> _Trecho_
== == ==
O lugar era, de fato, como uma prisão. Trotsky limitou-se a viver atrás daqueles muros de seis metros como se estivesse cumprindo uma pena em uma prisão czarista.

Um dia ele me surpreendeu olhando para as novas torres. Seus olhos brilharam em um daqueles sorrisos calorosos e íntimos dele, um olhar e um aceno de cabeça que incutia em alguém um sentimento de confiança.

“Que civilização altamente avançada – em que ainda devemos fazer tais construções”, disse ele, erguendo as sobrancelhas com bom humor.

“Sim”, respondi – não foi a primeira vez que ele me fez essa observação – “apenas essas construções para organizar o sistema econômico em uma base racional”. “Ter que gastar uma vida inteira nisso!”
== == ==
> _Registros_
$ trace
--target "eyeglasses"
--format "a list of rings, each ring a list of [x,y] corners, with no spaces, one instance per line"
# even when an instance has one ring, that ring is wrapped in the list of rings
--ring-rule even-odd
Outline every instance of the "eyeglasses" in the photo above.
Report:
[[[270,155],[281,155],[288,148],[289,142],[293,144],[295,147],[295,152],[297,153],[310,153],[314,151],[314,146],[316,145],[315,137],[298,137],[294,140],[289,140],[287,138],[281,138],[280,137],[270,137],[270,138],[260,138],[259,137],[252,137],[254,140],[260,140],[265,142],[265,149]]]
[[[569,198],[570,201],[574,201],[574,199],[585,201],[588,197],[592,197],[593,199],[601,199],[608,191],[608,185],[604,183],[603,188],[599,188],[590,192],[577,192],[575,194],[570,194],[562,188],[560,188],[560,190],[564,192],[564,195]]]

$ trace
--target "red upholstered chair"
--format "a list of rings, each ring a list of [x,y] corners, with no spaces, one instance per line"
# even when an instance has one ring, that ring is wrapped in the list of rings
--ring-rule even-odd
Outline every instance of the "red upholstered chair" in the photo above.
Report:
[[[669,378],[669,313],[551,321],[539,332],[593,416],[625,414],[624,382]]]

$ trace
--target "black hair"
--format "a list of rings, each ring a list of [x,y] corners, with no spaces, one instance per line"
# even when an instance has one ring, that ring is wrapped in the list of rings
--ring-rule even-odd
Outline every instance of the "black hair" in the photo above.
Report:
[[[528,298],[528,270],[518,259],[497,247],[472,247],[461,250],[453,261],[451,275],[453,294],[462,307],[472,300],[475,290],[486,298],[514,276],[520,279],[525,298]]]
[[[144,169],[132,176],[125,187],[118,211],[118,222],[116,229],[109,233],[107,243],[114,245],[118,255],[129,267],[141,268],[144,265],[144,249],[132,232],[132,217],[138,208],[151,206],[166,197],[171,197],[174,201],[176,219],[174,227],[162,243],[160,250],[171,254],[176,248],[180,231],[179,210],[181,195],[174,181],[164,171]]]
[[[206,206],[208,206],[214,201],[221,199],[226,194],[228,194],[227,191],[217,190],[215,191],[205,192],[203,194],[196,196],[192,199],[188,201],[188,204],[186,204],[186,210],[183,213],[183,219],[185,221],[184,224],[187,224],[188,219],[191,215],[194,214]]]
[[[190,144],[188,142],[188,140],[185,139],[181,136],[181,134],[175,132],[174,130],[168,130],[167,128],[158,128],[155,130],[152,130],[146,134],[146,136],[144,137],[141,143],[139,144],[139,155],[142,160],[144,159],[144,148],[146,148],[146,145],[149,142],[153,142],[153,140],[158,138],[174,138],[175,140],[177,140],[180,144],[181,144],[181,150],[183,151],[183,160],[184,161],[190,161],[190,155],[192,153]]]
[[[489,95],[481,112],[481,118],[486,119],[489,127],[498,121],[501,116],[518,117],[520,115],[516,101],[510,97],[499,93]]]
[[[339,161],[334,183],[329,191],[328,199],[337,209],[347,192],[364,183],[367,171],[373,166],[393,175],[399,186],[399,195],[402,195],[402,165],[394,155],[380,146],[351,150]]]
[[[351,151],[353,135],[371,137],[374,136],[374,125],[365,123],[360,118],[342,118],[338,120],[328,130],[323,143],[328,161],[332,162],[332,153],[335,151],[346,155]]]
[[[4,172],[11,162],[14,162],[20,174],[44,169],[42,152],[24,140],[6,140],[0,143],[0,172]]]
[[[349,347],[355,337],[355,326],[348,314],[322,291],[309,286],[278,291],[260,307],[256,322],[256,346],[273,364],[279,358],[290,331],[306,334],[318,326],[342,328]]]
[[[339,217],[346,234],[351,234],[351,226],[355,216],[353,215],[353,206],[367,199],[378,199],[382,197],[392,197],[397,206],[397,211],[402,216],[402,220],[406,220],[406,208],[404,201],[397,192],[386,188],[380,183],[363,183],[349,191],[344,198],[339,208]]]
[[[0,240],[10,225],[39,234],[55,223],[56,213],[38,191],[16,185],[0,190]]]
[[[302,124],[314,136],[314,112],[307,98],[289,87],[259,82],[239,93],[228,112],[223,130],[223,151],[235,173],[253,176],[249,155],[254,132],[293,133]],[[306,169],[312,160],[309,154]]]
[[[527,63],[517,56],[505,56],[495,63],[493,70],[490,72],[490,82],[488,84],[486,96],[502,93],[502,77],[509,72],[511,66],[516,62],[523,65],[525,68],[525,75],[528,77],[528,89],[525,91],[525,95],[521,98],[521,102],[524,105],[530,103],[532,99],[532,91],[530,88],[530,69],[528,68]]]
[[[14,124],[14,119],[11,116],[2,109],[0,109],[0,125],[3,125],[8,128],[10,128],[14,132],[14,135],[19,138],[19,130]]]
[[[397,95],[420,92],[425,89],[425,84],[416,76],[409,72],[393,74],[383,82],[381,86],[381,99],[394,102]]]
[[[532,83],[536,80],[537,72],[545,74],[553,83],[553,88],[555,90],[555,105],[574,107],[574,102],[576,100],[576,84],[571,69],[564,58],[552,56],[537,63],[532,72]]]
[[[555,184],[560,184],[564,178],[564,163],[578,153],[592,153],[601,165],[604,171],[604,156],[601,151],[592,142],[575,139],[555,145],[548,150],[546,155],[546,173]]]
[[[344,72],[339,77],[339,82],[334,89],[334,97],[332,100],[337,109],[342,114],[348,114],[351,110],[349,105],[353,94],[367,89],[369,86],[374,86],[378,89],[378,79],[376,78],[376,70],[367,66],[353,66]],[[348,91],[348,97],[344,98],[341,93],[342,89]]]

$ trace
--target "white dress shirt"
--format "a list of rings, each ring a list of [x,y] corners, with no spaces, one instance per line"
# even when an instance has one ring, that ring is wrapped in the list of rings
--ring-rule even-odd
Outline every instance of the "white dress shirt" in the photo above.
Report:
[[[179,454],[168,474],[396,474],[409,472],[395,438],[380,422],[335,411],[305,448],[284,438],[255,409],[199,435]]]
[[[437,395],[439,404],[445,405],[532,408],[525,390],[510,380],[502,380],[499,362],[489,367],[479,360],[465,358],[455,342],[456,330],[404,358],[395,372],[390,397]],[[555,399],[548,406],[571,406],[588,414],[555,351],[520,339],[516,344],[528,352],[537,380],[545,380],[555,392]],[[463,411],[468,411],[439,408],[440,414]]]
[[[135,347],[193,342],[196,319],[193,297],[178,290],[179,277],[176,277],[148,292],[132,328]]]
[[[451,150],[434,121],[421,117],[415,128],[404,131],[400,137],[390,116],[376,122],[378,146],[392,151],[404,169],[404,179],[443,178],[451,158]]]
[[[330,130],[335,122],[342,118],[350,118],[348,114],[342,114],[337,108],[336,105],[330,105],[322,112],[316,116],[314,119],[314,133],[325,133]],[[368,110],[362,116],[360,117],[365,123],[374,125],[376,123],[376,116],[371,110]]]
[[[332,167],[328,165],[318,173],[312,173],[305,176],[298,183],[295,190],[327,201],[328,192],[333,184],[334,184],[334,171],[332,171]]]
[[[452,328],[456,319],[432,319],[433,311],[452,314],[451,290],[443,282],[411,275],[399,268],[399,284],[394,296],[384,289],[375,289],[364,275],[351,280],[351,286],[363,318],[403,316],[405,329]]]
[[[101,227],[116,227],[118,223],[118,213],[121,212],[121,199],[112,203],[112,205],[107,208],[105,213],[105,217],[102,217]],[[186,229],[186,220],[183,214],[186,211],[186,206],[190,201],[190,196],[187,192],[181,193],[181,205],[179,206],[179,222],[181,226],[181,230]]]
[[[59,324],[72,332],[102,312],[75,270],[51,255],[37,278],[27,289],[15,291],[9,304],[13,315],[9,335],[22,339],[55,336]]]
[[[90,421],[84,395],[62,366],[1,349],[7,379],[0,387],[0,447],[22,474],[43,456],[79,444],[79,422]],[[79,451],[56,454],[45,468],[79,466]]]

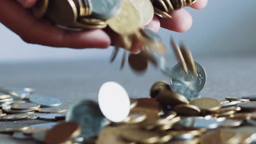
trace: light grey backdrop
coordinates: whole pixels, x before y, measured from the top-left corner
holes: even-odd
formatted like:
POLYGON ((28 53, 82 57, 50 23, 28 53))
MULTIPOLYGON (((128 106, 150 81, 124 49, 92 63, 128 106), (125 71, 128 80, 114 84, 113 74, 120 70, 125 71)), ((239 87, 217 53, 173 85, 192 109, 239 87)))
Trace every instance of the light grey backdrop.
MULTIPOLYGON (((187 8, 193 26, 184 33, 161 29, 159 34, 168 45, 171 35, 182 40, 194 55, 244 56, 256 53, 256 1, 210 0, 202 10, 187 8)), ((0 61, 67 60, 107 58, 113 48, 105 50, 56 49, 27 44, 0 24, 0 61)))

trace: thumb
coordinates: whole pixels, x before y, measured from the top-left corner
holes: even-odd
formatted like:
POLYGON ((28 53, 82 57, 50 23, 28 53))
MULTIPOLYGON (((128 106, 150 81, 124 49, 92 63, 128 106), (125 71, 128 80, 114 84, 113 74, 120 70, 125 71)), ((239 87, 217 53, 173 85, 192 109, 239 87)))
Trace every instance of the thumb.
MULTIPOLYGON (((26 8, 33 7, 37 2, 37 0, 17 0, 21 5, 26 8)), ((42 0, 40 0, 42 1, 42 0)))

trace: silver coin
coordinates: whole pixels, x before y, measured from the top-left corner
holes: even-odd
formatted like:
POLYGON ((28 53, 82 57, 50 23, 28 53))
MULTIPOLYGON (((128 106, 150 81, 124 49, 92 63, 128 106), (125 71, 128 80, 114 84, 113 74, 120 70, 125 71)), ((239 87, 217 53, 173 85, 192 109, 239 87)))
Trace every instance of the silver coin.
POLYGON ((54 126, 55 126, 58 123, 56 122, 40 123, 40 124, 31 125, 30 125, 30 127, 46 127, 46 128, 48 128, 49 129, 51 129, 54 126))
POLYGON ((159 41, 162 41, 162 38, 156 33, 149 28, 145 28, 143 29, 143 32, 146 37, 151 40, 155 40, 159 41))
POLYGON ((36 141, 43 142, 44 142, 44 136, 45 135, 46 130, 40 131, 38 133, 33 134, 32 137, 36 141))
POLYGON ((244 96, 244 97, 242 97, 242 98, 249 99, 251 100, 256 100, 256 95, 244 96))
POLYGON ((56 120, 55 117, 61 115, 60 113, 50 113, 40 115, 39 118, 44 120, 56 120))
POLYGON ((237 105, 239 104, 241 104, 242 103, 242 101, 231 101, 231 102, 229 102, 228 103, 226 103, 226 104, 223 104, 222 105, 222 107, 230 107, 230 106, 235 106, 235 105, 237 105))
POLYGON ((30 97, 30 101, 44 107, 58 106, 62 104, 60 99, 51 96, 35 95, 30 97))
POLYGON ((172 137, 173 140, 185 140, 195 138, 195 136, 191 134, 184 134, 182 135, 174 135, 172 137))
POLYGON ((207 119, 202 117, 191 117, 182 119, 175 124, 174 127, 193 129, 215 129, 219 127, 220 123, 216 119, 207 119))
POLYGON ((179 82, 182 81, 189 86, 189 87, 193 88, 193 90, 199 92, 202 90, 206 81, 206 73, 203 68, 198 63, 195 62, 197 77, 196 77, 191 73, 186 74, 183 70, 181 64, 178 63, 172 69, 172 76, 170 77, 171 84, 175 82, 179 82))
POLYGON ((121 9, 120 0, 89 0, 91 3, 92 15, 97 18, 108 19, 114 17, 121 9))
POLYGON ((238 106, 242 110, 256 110, 256 101, 250 101, 239 104, 238 106))
POLYGON ((6 113, 27 113, 34 111, 34 110, 13 110, 11 109, 10 105, 5 105, 2 107, 2 109, 6 113))
POLYGON ((85 140, 97 135, 104 128, 106 121, 98 104, 90 100, 82 100, 74 104, 66 117, 66 121, 80 124, 82 128, 80 137, 85 140))
POLYGON ((13 101, 13 98, 0 99, 0 103, 4 103, 4 102, 7 102, 7 101, 13 101))
POLYGON ((24 135, 22 132, 15 132, 13 133, 12 137, 13 139, 19 140, 27 140, 31 139, 30 136, 24 135))

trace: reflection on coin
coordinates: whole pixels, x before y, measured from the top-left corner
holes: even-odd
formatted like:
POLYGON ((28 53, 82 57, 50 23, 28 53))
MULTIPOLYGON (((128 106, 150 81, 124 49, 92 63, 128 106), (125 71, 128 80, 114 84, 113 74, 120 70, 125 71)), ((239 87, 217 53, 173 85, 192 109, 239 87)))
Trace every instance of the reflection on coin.
POLYGON ((35 110, 13 110, 11 109, 10 105, 5 105, 2 107, 3 110, 8 113, 28 113, 34 112, 35 110))
POLYGON ((35 95, 30 97, 30 100, 45 107, 57 106, 62 103, 60 99, 51 96, 35 95))
POLYGON ((63 113, 67 111, 66 109, 61 107, 44 107, 38 110, 41 113, 63 113))
POLYGON ((26 135, 32 135, 34 133, 36 133, 41 131, 45 131, 48 129, 49 129, 49 128, 43 127, 30 127, 30 128, 24 130, 22 132, 26 135))
POLYGON ((79 136, 81 130, 81 127, 76 122, 62 122, 48 130, 44 139, 46 143, 62 143, 79 136))
POLYGON ((27 117, 27 114, 13 114, 8 115, 0 117, 0 121, 15 121, 25 118, 27 117))
POLYGON ((27 114, 27 117, 26 118, 26 119, 37 119, 39 116, 39 115, 38 113, 29 113, 27 114))
POLYGON ((120 122, 130 113, 130 101, 126 91, 115 82, 103 83, 98 93, 100 108, 105 117, 112 122, 120 122), (112 103, 114 100, 115 103, 112 103))
POLYGON ((172 77, 170 77, 171 83, 179 80, 184 82, 187 85, 192 86, 196 92, 200 92, 205 86, 206 81, 206 74, 205 69, 199 63, 195 62, 197 77, 195 77, 193 73, 186 74, 180 63, 177 64, 172 69, 172 77))
POLYGON ((80 136, 88 139, 96 136, 105 127, 106 119, 97 103, 81 100, 73 105, 68 110, 66 121, 78 122, 82 128, 80 136))
POLYGON ((22 132, 15 132, 12 135, 13 138, 19 140, 27 140, 31 139, 23 134, 22 132))
POLYGON ((121 8, 120 0, 89 1, 92 7, 92 15, 97 18, 107 19, 118 14, 121 8))
POLYGON ((39 116, 39 118, 44 120, 56 120, 55 118, 56 116, 57 116, 60 115, 59 113, 50 113, 50 114, 45 114, 39 116))
POLYGON ((207 119, 200 117, 184 118, 176 124, 182 128, 193 129, 215 129, 220 125, 220 123, 215 119, 207 119))
POLYGON ((37 109, 40 106, 40 105, 32 103, 14 103, 11 105, 11 109, 14 110, 29 110, 37 109))

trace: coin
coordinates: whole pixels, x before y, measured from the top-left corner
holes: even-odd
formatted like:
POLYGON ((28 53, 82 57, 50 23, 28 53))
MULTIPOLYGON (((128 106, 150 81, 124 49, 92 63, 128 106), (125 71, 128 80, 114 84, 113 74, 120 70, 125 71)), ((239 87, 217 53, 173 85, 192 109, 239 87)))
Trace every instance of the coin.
== == ==
> _Objetivo 1_
Segundo o trecho, qual era a altura dos muros atrás dos quais Trotsky vivia?
> _Objetivo 2_
Transcreva do trecho a parte que começa com as palavras "Um dia ele me" e termina com "com bom humor.".
> _Objetivo 3_
Quais partes do corpo são mencionadas no trecho? Liste todas.

> _Resposta 1_
Seis metros.

> _Resposta 2_
Um dia ele me surpreendeu olhando para as novas torres. Seus olhos brilharam em um daqueles sorrisos calorosos e íntimos dele, um olhar e um aceno de cabeça que incutia em alguém um sentimento de confiança.

“Que civilização altamente avançada – em que ainda devemos fazer tais construções”, disse ele, erguendo as sobrancelhas com bom humor.

> _Resposta 3_
Olhos, cabeça, sobrancelhas